Dataset excerpts:
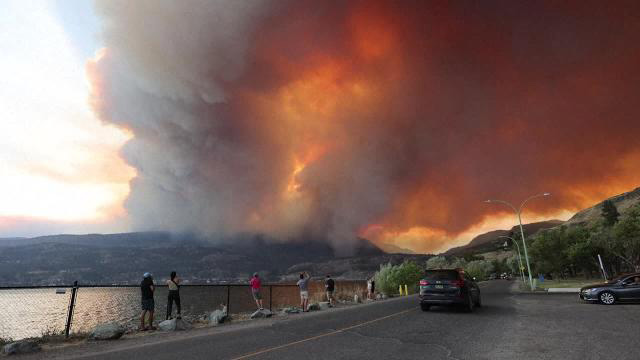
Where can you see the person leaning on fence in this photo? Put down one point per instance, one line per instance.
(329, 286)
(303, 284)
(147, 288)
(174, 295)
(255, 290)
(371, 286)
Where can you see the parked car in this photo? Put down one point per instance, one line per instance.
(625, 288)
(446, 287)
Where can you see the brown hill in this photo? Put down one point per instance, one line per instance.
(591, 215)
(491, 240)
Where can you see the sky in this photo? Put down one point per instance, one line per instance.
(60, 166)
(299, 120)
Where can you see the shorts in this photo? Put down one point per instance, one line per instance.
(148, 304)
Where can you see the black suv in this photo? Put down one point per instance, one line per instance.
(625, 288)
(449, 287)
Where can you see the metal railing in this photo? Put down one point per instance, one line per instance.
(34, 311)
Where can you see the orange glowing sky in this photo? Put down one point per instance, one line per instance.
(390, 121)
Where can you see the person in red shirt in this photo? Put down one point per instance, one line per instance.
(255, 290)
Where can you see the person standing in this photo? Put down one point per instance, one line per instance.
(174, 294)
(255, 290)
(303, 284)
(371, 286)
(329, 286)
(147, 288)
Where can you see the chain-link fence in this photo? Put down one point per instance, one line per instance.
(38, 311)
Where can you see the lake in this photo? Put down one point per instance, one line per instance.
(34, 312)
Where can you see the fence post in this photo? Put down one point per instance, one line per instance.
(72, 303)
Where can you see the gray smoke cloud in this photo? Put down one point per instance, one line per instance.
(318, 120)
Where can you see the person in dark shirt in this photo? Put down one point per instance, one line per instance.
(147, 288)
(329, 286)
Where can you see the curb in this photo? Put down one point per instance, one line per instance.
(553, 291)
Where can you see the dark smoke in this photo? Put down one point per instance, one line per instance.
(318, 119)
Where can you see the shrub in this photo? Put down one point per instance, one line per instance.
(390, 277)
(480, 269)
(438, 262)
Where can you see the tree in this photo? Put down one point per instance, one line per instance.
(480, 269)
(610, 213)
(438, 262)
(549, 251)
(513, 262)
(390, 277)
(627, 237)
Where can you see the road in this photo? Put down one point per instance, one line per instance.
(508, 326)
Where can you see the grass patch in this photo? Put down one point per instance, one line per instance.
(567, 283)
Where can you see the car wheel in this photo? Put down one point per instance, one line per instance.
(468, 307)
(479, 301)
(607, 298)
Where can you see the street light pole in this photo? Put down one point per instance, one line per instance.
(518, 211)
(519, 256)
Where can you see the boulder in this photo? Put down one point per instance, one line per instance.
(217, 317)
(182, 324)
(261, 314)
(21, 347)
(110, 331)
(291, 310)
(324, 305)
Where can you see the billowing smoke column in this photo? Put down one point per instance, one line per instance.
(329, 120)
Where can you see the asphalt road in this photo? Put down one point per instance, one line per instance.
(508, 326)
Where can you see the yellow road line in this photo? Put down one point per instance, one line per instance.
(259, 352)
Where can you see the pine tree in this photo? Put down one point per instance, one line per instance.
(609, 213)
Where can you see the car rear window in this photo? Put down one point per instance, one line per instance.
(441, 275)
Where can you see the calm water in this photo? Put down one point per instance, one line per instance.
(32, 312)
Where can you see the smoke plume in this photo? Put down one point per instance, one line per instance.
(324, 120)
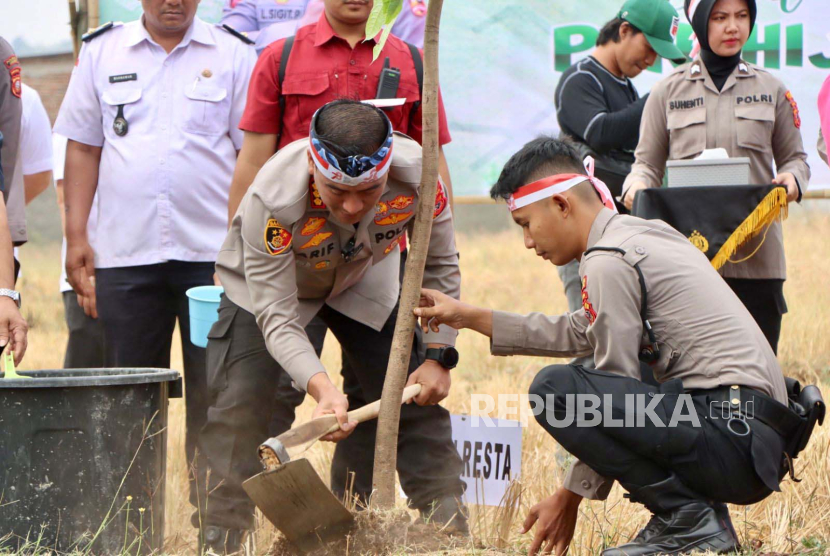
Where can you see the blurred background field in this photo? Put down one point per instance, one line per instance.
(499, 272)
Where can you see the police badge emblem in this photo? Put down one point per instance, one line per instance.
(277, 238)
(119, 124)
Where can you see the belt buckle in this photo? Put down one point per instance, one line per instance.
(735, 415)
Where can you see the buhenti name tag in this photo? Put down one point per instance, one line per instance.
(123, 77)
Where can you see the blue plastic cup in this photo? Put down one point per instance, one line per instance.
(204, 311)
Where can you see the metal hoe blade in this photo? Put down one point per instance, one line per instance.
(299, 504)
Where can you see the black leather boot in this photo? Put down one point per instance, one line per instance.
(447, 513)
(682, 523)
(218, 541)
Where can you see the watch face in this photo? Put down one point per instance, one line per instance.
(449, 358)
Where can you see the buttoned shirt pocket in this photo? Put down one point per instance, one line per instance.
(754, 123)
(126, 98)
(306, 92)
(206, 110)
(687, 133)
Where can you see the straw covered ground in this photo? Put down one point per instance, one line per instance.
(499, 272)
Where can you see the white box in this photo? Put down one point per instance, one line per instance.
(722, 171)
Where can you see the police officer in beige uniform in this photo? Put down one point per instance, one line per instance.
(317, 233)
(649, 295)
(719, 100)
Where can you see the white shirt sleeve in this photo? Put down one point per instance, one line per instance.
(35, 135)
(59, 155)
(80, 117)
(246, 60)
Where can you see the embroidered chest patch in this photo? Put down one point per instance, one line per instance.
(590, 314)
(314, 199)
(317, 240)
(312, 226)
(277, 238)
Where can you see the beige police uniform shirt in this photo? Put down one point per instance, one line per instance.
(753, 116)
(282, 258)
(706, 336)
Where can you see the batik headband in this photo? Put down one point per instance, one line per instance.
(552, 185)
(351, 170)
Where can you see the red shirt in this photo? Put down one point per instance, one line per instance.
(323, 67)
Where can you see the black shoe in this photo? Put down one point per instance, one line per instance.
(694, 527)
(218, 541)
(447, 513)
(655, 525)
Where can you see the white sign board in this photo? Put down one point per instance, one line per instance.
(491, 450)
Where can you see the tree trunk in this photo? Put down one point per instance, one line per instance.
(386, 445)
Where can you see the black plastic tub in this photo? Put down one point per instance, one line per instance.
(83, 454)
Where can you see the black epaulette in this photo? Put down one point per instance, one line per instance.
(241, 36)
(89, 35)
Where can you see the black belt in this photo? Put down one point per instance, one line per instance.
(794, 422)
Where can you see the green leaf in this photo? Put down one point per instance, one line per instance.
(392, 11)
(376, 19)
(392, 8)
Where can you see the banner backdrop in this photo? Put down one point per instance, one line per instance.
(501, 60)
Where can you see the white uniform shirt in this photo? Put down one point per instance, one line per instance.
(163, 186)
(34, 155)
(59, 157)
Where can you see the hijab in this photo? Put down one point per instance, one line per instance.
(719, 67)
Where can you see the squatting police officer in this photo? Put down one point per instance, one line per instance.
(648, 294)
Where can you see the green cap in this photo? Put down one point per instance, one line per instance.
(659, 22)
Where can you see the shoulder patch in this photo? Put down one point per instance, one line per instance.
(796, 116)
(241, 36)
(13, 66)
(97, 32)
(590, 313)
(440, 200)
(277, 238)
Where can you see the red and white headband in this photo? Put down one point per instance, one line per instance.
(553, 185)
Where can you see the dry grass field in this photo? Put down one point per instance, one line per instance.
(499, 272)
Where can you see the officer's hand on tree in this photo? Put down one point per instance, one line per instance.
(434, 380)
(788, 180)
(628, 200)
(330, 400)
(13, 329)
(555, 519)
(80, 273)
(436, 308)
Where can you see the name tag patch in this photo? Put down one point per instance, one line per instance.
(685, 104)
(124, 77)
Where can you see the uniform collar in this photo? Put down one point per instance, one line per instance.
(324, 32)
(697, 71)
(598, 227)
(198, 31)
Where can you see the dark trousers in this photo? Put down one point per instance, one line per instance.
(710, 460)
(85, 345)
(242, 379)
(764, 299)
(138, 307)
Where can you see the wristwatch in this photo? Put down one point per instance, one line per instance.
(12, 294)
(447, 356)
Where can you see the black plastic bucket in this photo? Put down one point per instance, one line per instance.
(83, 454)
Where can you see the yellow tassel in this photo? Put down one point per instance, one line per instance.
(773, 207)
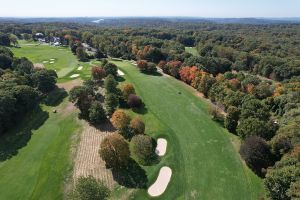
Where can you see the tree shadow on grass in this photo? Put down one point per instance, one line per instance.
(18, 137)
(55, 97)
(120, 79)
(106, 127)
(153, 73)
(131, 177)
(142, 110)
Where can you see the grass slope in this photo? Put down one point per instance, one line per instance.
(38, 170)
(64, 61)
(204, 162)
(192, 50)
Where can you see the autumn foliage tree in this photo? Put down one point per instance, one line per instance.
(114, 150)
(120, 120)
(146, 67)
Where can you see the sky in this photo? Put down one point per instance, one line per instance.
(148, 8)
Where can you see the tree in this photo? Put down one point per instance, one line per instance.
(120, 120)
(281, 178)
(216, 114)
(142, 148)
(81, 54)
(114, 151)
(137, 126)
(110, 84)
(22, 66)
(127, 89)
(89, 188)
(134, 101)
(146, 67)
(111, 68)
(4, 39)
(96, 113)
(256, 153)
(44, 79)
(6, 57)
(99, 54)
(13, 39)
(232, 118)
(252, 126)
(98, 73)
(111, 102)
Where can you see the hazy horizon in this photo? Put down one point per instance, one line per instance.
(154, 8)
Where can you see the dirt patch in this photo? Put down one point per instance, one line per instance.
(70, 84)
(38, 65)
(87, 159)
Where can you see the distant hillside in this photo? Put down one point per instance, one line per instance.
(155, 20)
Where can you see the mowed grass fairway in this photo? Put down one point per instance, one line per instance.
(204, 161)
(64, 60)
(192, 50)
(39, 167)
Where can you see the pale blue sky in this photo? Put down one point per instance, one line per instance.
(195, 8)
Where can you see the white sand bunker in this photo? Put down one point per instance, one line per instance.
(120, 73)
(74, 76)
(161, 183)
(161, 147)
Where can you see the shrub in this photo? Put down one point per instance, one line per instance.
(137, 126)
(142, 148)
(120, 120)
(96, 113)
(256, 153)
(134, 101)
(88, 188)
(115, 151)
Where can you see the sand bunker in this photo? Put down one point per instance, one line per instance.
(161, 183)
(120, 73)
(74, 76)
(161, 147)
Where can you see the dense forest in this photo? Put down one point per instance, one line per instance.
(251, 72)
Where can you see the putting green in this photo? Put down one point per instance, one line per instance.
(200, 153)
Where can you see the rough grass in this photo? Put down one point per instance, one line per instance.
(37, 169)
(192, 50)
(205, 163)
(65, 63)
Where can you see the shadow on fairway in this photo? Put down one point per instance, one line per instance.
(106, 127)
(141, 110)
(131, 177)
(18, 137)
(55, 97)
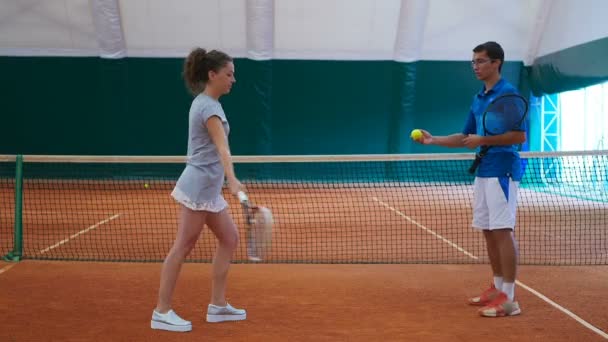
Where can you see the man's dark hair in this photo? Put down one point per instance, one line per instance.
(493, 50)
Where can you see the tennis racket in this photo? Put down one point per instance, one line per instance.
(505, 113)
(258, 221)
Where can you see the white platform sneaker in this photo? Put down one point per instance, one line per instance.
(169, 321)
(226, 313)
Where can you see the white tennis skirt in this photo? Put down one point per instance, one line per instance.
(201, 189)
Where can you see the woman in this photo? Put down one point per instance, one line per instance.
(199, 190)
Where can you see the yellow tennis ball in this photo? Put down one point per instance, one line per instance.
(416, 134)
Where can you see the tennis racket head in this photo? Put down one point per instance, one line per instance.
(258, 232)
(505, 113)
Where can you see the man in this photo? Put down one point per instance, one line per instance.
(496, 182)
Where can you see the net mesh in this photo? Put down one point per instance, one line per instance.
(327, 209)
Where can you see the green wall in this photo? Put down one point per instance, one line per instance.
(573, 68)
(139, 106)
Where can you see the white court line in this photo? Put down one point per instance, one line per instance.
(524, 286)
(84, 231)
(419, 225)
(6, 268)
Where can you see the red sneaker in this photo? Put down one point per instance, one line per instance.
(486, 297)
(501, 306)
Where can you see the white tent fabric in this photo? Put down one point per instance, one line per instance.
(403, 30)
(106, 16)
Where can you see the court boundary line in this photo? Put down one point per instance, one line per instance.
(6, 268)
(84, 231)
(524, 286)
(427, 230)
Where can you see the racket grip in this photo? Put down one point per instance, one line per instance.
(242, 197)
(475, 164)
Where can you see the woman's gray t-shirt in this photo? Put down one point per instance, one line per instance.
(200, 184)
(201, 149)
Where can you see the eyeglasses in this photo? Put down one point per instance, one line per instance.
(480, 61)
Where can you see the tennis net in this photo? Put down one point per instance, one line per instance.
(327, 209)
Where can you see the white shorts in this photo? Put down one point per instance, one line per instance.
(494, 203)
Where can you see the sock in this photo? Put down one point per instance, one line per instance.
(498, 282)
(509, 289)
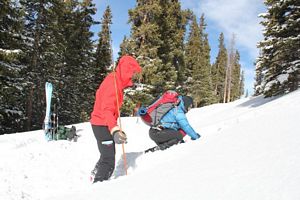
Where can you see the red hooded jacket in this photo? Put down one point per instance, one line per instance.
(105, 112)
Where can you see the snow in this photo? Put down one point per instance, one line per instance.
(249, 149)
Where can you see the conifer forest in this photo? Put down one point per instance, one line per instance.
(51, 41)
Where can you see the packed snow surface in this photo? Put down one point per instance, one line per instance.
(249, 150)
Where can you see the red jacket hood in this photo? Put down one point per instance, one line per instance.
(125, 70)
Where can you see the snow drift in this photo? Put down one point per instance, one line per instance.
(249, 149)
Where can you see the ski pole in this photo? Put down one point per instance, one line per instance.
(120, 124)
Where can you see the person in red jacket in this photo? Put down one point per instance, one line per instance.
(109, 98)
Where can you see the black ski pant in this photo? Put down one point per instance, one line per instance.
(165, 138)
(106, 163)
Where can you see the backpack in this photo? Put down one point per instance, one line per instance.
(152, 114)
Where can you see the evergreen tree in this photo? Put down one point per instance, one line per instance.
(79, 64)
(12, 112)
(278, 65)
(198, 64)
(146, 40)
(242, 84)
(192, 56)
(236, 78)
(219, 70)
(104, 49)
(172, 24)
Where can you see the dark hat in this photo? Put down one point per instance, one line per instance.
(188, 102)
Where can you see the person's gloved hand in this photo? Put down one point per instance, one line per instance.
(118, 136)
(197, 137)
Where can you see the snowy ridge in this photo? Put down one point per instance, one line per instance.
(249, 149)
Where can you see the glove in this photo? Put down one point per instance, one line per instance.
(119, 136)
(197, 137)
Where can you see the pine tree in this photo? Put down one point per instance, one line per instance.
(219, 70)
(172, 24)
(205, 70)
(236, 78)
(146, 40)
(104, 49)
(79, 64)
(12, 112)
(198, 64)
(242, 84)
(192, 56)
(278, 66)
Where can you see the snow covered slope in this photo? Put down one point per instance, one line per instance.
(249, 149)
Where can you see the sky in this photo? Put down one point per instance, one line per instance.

Short problem: Nothing but the lines from the line with "Where can you see the glove" to the last line of the listing above should appear; please retype them exactly, both ends included.

Result for this exercise:
Where can you see the glove in this photo? Put down one point per instance, one line per instance.
(119, 136)
(197, 137)
Where can you see the pine tree in this photo? Put down one point per instance, one line per instance.
(219, 70)
(172, 24)
(205, 70)
(236, 78)
(146, 40)
(104, 49)
(79, 64)
(12, 112)
(198, 64)
(242, 84)
(192, 56)
(278, 66)
Where can you see the snow covered slope in this photo? Put down one point per instance, one line per instance.
(249, 149)
Where can you see the sky in this photo? Put down one point per instance, one line per instance.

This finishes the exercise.